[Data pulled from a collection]
Content starts

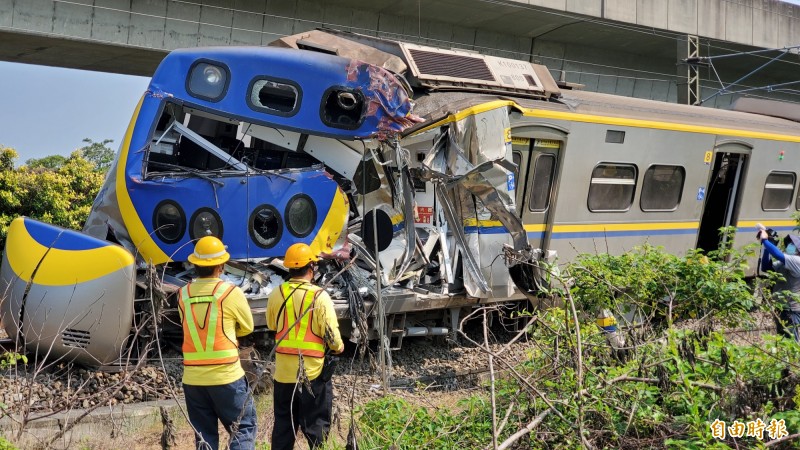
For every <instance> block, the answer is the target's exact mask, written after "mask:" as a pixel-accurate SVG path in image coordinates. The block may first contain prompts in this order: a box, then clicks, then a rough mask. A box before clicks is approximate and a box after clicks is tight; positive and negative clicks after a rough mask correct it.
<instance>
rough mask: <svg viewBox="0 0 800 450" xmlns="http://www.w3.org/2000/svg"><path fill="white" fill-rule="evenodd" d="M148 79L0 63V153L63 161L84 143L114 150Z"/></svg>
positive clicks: (140, 77)
mask: <svg viewBox="0 0 800 450" xmlns="http://www.w3.org/2000/svg"><path fill="white" fill-rule="evenodd" d="M149 82H150V78H147V77H135V76H129V75H116V74H107V73H100V72H91V71H86V70H75V69H62V68H56V67H47V66H36V65H29V64H17V63H8V62H0V147H11V148H13V149H14V150H16V151H17V153H19V159H18V160H17V165H21V164H23V163H24V162H25V161H27V160H28V159H30V158H41V157H43V156H48V155H56V154H58V155H64V156H68V155H69V154H70V153H72V152H73V151H74V150H76V149H78V148H81V147H83V146H84V145H86V144H84V142H83V139H84V138H89V139H91V140H93V141H95V142H102V141H103V140H105V139H111V140H113V141H114V142H113V143H111V144H109V146H110V147H111V148H113V149H114V150H115V151H116V150H117V149H118V147H119V144H120V142H121V141H122V137H123V135H124V134H125V129H126V128H127V126H128V123H129V121H130V118H131V116H132V115H133V110H134V108H135V107H136V103H137V102H138V101H139V98H140V97H141V96H142V94H143V93H144V91H145V89H147V84H148V83H149Z"/></svg>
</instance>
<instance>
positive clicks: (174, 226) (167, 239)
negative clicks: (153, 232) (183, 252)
mask: <svg viewBox="0 0 800 450" xmlns="http://www.w3.org/2000/svg"><path fill="white" fill-rule="evenodd" d="M153 230H154V231H155V233H156V236H158V238H159V239H161V240H162V241H164V242H165V243H167V244H174V243H176V242H178V241H180V240H181V238H182V237H183V233H184V232H185V231H186V214H184V212H183V208H181V207H180V205H178V204H177V203H175V202H174V201H173V200H164V201H162V202H161V203H159V204H158V205H157V206H156V209H155V211H153Z"/></svg>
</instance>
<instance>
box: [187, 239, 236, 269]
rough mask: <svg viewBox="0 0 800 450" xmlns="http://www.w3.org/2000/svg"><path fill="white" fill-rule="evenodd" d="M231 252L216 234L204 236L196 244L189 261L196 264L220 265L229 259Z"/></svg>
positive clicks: (190, 256)
mask: <svg viewBox="0 0 800 450" xmlns="http://www.w3.org/2000/svg"><path fill="white" fill-rule="evenodd" d="M230 257H231V254H230V253H228V251H227V250H226V249H225V246H224V245H223V244H222V241H220V240H219V238H217V237H216V236H203V237H201V238H200V240H199V241H197V244H195V245H194V253H192V254H191V255H189V262H190V263H192V264H194V265H196V266H218V265H220V264H222V263H224V262H225V261H227V260H229V259H230Z"/></svg>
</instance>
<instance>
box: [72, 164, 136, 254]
mask: <svg viewBox="0 0 800 450" xmlns="http://www.w3.org/2000/svg"><path fill="white" fill-rule="evenodd" d="M123 162H124V161H123ZM119 164H120V160H119V158H115V159H114V162H113V163H112V164H111V168H109V169H108V175H106V179H105V181H104V182H103V187H101V188H100V192H98V193H97V197H95V199H94V203H93V204H92V209H91V210H90V212H89V217H88V218H87V219H86V223H84V225H83V232H84V233H86V234H88V235H89V236H92V237H94V238H97V239H103V240H106V238H107V237H108V236H109V233H110V234H111V235H112V236H114V238H116V240H117V242H119V243H120V244H121V245H122V246H123V247H125V248H126V249H127V250H128V251H129V252H131V253H133V254H134V255H138V252H137V250H136V246H135V245H133V243H132V242H131V237H130V234H128V229H127V228H126V227H125V223H124V222H123V221H122V213H121V212H120V210H119V203H118V202H117V187H116V186H117V166H118V165H119Z"/></svg>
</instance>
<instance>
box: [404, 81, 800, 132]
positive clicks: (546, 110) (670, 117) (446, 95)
mask: <svg viewBox="0 0 800 450" xmlns="http://www.w3.org/2000/svg"><path fill="white" fill-rule="evenodd" d="M414 101H415V102H416V105H415V108H414V112H415V114H417V115H419V116H420V117H423V118H424V119H426V120H425V123H424V124H420V125H418V126H416V127H414V128H412V129H410V130H407V133H409V134H411V133H414V132H415V131H418V130H419V129H421V128H427V127H429V126H430V125H431V123H435V122H437V121H439V120H441V119H443V118H445V117H447V116H449V115H451V114H456V113H457V112H458V111H462V110H464V109H467V108H470V107H472V106H476V105H480V104H485V103H488V102H493V101H509V102H513V103H514V104H516V105H517V106H518V107H520V108H521V109H523V110H527V111H529V112H532V114H530V115H536V113H537V112H538V113H540V114H542V115H544V116H548V117H551V118H558V117H561V118H563V119H564V120H579V121H585V122H595V123H607V124H616V125H623V126H633V127H643V128H664V129H683V130H685V131H690V132H706V133H714V134H719V135H732V136H743V137H759V138H764V139H770V138H773V139H776V140H784V141H787V140H788V141H797V142H800V123H798V122H794V121H791V120H787V119H783V118H778V117H770V116H766V115H763V114H754V113H749V112H742V111H731V110H723V109H716V108H706V107H702V106H689V105H679V104H675V103H667V102H662V101H656V100H647V99H640V98H632V97H623V96H618V95H611V94H601V93H597V92H585V91H570V90H564V91H562V92H561V96H560V98H559V99H558V100H556V101H554V100H550V101H544V100H538V99H531V98H519V97H513V96H508V95H492V94H476V93H474V92H449V91H448V92H427V93H423V94H421V95H418V96H416V97H415V99H414ZM548 112H549V113H552V114H549V115H548ZM565 114H566V115H565ZM728 130H730V131H729V132H728Z"/></svg>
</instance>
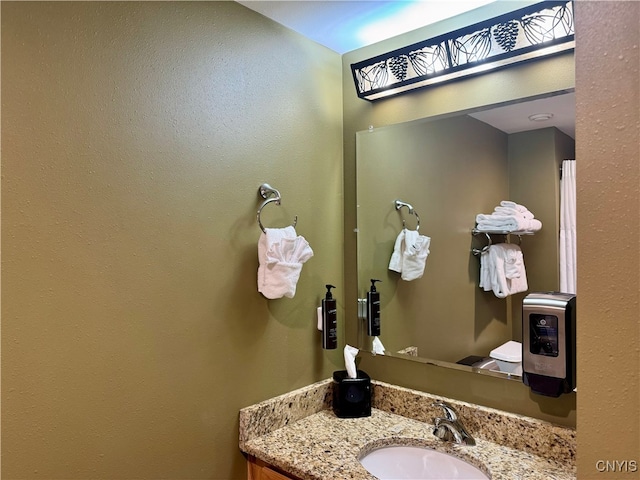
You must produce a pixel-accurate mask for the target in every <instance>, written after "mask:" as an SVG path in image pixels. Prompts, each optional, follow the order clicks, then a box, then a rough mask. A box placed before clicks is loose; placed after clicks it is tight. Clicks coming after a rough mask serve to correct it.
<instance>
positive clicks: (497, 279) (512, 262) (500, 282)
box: [481, 243, 529, 298]
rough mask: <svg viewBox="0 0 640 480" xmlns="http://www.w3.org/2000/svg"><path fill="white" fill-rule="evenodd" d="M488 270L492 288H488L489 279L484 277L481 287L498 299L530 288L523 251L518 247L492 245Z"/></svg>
mask: <svg viewBox="0 0 640 480" xmlns="http://www.w3.org/2000/svg"><path fill="white" fill-rule="evenodd" d="M488 270H489V272H488V277H489V278H488V283H489V284H490V288H487V287H488V285H486V282H487V279H486V278H484V277H482V276H481V281H482V282H483V285H481V286H482V287H483V289H484V290H485V291H488V290H489V289H490V290H492V291H493V293H494V294H495V296H496V297H498V298H505V297H506V296H508V295H513V294H514V293H519V292H525V291H527V289H528V288H529V286H528V284H527V275H526V272H525V268H524V260H523V257H522V250H520V247H519V246H517V245H512V244H505V243H498V244H496V245H491V246H490V247H489V251H488ZM486 274H487V272H485V275H486ZM481 275H482V273H481Z"/></svg>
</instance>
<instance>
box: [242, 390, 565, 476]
mask: <svg viewBox="0 0 640 480" xmlns="http://www.w3.org/2000/svg"><path fill="white" fill-rule="evenodd" d="M372 384H373V389H374V393H373V395H374V402H373V406H374V407H375V408H373V409H372V414H371V416H370V417H365V418H355V419H344V418H338V417H337V416H336V415H335V414H334V413H333V411H332V410H331V381H330V380H326V381H323V382H318V383H316V384H313V385H311V386H309V387H305V388H303V389H300V390H296V391H294V392H291V393H289V394H285V395H281V396H280V397H276V398H274V399H271V400H267V401H265V402H261V403H259V404H256V405H253V406H251V407H247V408H244V409H242V410H241V411H240V449H241V450H242V451H243V452H245V453H246V454H248V455H252V456H254V457H256V458H258V459H260V460H263V461H265V462H267V463H269V464H271V465H273V466H275V467H277V468H280V469H282V470H283V471H285V472H288V473H290V474H293V475H295V476H297V477H299V478H301V479H303V480H328V479H331V480H334V479H354V480H360V479H362V480H375V478H376V477H374V476H373V475H371V474H369V473H368V472H367V471H366V470H365V469H364V467H363V466H362V465H361V464H360V462H359V460H358V459H359V458H360V457H362V456H363V455H365V454H366V453H368V452H370V451H371V450H373V449H375V448H377V447H381V446H385V445H415V446H425V447H429V448H433V449H435V450H438V451H442V452H446V453H450V454H453V455H455V456H457V457H459V458H461V459H463V460H465V461H467V462H468V463H470V464H472V465H475V466H476V467H478V468H479V469H480V470H482V471H483V472H485V473H486V474H487V476H489V477H490V478H491V479H492V480H507V479H508V480H517V479H523V480H524V479H526V480H537V479H540V480H550V479H555V480H569V479H575V478H576V469H575V431H574V430H573V429H569V428H564V427H559V426H555V425H551V424H549V423H547V422H543V421H540V420H536V419H532V418H528V417H523V416H520V415H515V414H510V413H507V412H502V411H499V410H495V409H489V408H485V407H480V406H476V405H471V404H467V403H464V402H458V401H455V400H451V399H446V398H443V397H438V396H433V395H429V394H426V393H424V392H418V391H414V390H409V389H404V388H402V387H396V386H393V385H389V384H384V383H381V382H372ZM438 400H441V401H446V402H447V403H449V404H450V405H452V406H453V408H454V409H456V411H457V412H458V416H459V418H460V420H461V422H462V423H463V424H464V425H465V427H466V428H467V430H468V431H469V433H470V434H471V435H472V436H473V437H474V438H475V440H476V445H475V446H463V445H456V444H454V443H451V442H443V441H441V440H439V439H437V438H436V437H435V436H434V435H433V433H432V430H433V425H431V422H432V419H433V418H435V417H437V416H441V412H440V410H439V408H438V407H433V405H432V404H433V402H434V401H438Z"/></svg>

Content ends

Report how many lines of the data contain the string "written". Give only the number.

[Completed task]:
2